◆ Passage shown:
Yes On 308 was a bipartisan campaign led by education, business, faith, and civic leaders seeking to provide all Arizona high school graduates, regardless of their immigration status, the opportunity to pay their own way through college at the in-state tuition rate. Ending the unfair treatment of Arizona’s undocumented high school graduates by allowing equal access to in-state tuition rates at the state colleges and universities allows them to reach their educational goals, become self-sufficient, and give back to our community. Arizona voters made a significant decision, with 51.24% of the votes in favor, marking a pivotal moment for the state. This outcome is particularly significant as it comes 16 years after the passing of Prop 300. The recent decision also has the potential to bring about substantial changes and shape the future of Arizona.

Latino Loud is a voter education, engagement and empowerment effort by Sí Se Vota CPLC Action Fund, a 501C4 nonprofit. The nonpartisan voter outreach campaign in 2022 was launched via a one-time $10 million commitment by Chicanos Por La Causa, a 501C3 nonprofit and community development organization established in 1969. CPLC has operations in Arizona, New Mexico, Nevada, Texas and California. This initial effort focused on Arizona with a targeted universe of first-time and first-time-in-a-long-time voters, younger voters, and other so-called “low-propensity voters.” The strategic and comprehensive campaign aimed to improve voter turnout among Latinos. While the long-range intention is for generational change, Due to voter outreach efforts such as Latino Loud, more than 400,000 Latinos cast ballots in the 2022 midterm election.

◆ Stored data:
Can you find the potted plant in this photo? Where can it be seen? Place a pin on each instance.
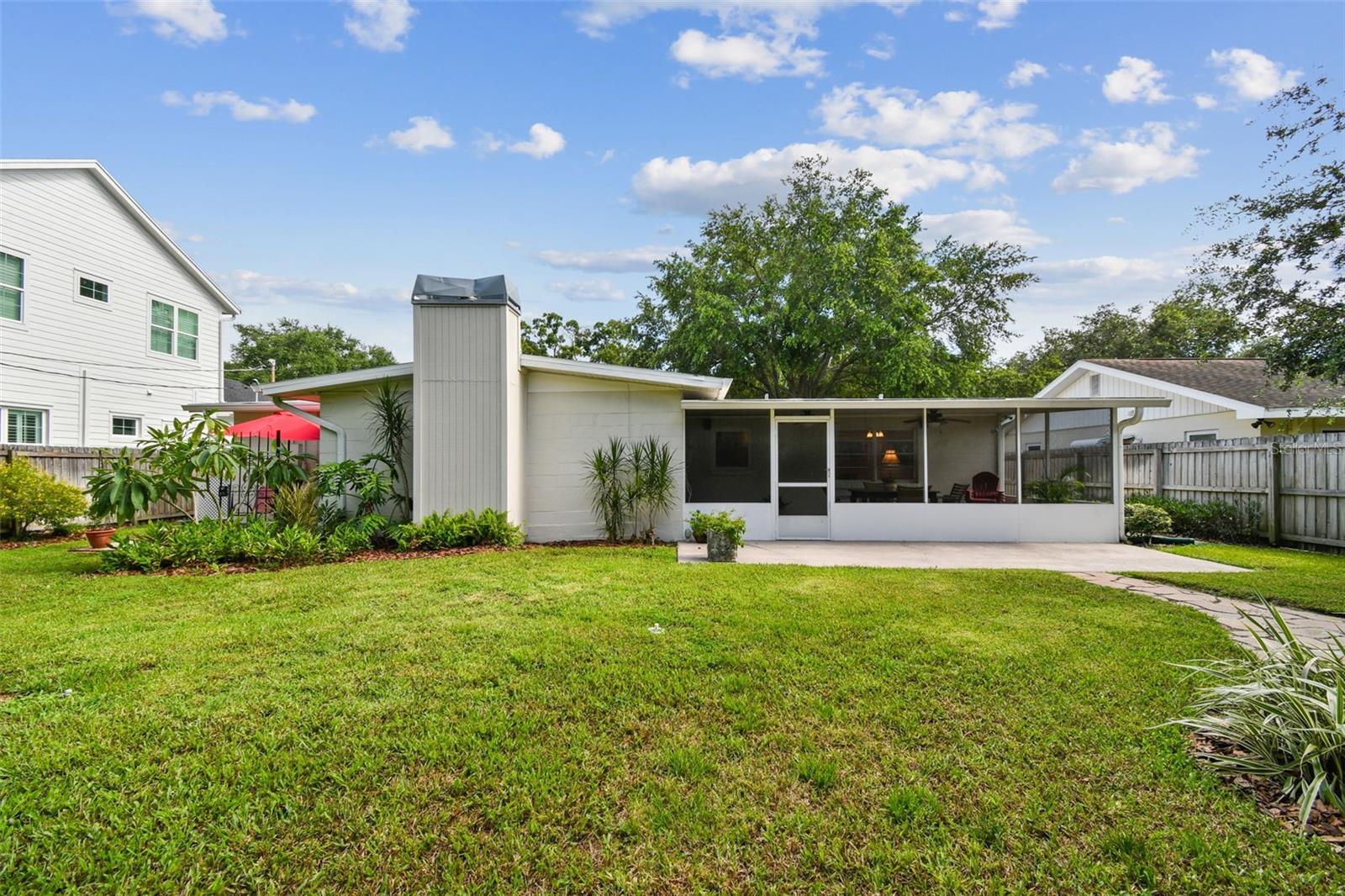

◆ Task requirements: Continue the passage about Arizona's Proposition 308 and the Latino Loud voter campaign, picking up right after its final sentence.

◆ Output for this task:
American Business Immigration Coalition (ABIC) is a bipartisan coalition of over 1,500+ CEOs, business owners, and trade associations across 17 mostly red and purple states. ABIC promotes common sense immigration reform that advances economic competitiveness, provides companies with both the high-skilled and low-skilled talent they need, and allows the integration of immigrants into our economy as consumers, workers, entrepreneurs, and citizens.

Chicanos Por La Causa (CPLC) was formed in 1969 to fight discrimination against the Mexican American community in Phoenix. Inspired by civil rights leaders Dolores Huerta and Cesar Chavez, CPLC advocated for equity in education, politics, and labor conditions. Today, CPLC provides services to people of all backgrounds in five Southwestern states, while honoring our community’s Mexican-American roots, history and culture.